TEXT.
#####
I need to make a copy of a slice in Go and reading the docs there is a copy function at my disposal.
The copy built-in function copies elements from a source slice into a
destination slice. (As a special case, it also will copy bytes from a
string to a slice of bytes.) The source and destination may overlap.
Copy returns the number of elements copied, which will be the minimum
of len(src) and len(dst).
But when I do:
arr := []int{1, 2, 3}
tmp := []int{}
copy(tmp, arr)
fmt.Println(tmp)
fmt.Println(arr)
My tmp is empty as it was before (I even tried to use arr, tmp):
[]
[1 2 3]
You can check it on go playground. So why can not I copy a slice?
The builtin copy(dst, src) copies min(len(dst), len(src)) elements.
So if your dst is empty (len(dst) == 0), nothing will be copied.
Try tmp := make([]int, len(arr)) (Go Playground):
arr := []int{1, 2, 3}
tmp := make([]int, len(arr))
copy(tmp, arr)
fmt.Println(tmp)
fmt.Println(arr)
Output (as expected):
[1 2 3]
[1 2 3]
Unfortunately this is not documented in the builtin package, but it is documented in the Go Language Specification: Appending to and copying slices:
The number of elements copied is the minimum of len(src) and len(dst).
Edit:
Finally the documentation of copy() has been updated and it now contains the fact that the minimum length of source and destination will be copied:
Copy returns the number of elements copied, which will be the minimum of len(src) and len(dst).
#####
DATASET EXTRACT.
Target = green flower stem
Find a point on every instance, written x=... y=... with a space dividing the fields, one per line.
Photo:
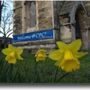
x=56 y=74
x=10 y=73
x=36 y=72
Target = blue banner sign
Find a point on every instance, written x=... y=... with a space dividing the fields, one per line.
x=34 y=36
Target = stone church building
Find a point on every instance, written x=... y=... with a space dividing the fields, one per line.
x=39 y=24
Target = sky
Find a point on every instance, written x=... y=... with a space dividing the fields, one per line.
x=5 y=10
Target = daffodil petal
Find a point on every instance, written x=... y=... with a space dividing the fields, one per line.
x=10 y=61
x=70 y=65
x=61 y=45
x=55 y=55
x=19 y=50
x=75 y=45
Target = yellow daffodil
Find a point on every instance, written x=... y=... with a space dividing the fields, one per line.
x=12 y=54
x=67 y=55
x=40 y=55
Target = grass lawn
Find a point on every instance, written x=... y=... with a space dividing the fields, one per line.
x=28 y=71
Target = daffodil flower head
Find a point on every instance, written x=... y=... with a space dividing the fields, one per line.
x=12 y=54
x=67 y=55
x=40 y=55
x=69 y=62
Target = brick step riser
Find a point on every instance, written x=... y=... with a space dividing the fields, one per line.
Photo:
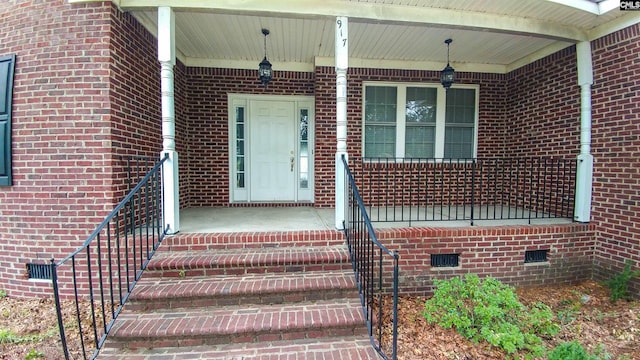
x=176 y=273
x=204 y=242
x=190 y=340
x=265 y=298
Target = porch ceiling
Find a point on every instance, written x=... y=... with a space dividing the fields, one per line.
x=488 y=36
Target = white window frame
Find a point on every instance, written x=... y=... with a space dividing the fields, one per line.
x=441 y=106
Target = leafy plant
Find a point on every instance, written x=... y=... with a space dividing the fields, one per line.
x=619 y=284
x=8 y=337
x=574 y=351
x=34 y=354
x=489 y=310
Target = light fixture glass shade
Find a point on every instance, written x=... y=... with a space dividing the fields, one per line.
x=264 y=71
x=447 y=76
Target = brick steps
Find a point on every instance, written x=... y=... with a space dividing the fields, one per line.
#####
REQUIRED WORK.
1 – Answer these about the thread:
(a) What did the first attempt print for tmp?
(b) Which line does the reply suggest for creating tmp?
(c) Where was the rule about how many elements get copied documented when the reply was first written?
2 – From the thread, reproduce word for word the passage from "So if your dst" up to and including "is the minimum of len(src) and len(dst).".

RESPONSES BY TASK.
1 –
(a) []
(b) tmp := make([]int, len(arr))
(c) In the Go Language Specification, under "Appending to and copying slices"

2 –
So if your dst is empty (len(dst) == 0), nothing will be copied.
Try tmp := make([]int, len(arr)) (Go Playground):
arr := []int{1, 2, 3}
tmp := make([]int, len(arr))
copy(tmp, arr)
fmt.Println(tmp)
fmt.Println(arr)
Output (as expected):
[1 2 3]
[1 2 3]
Unfortunately this is not documented in the builtin package, but it is documented in the Go Language Specification: Appending to and copying slices:
The number of elements copied is the minimum of len(src) and len(dst).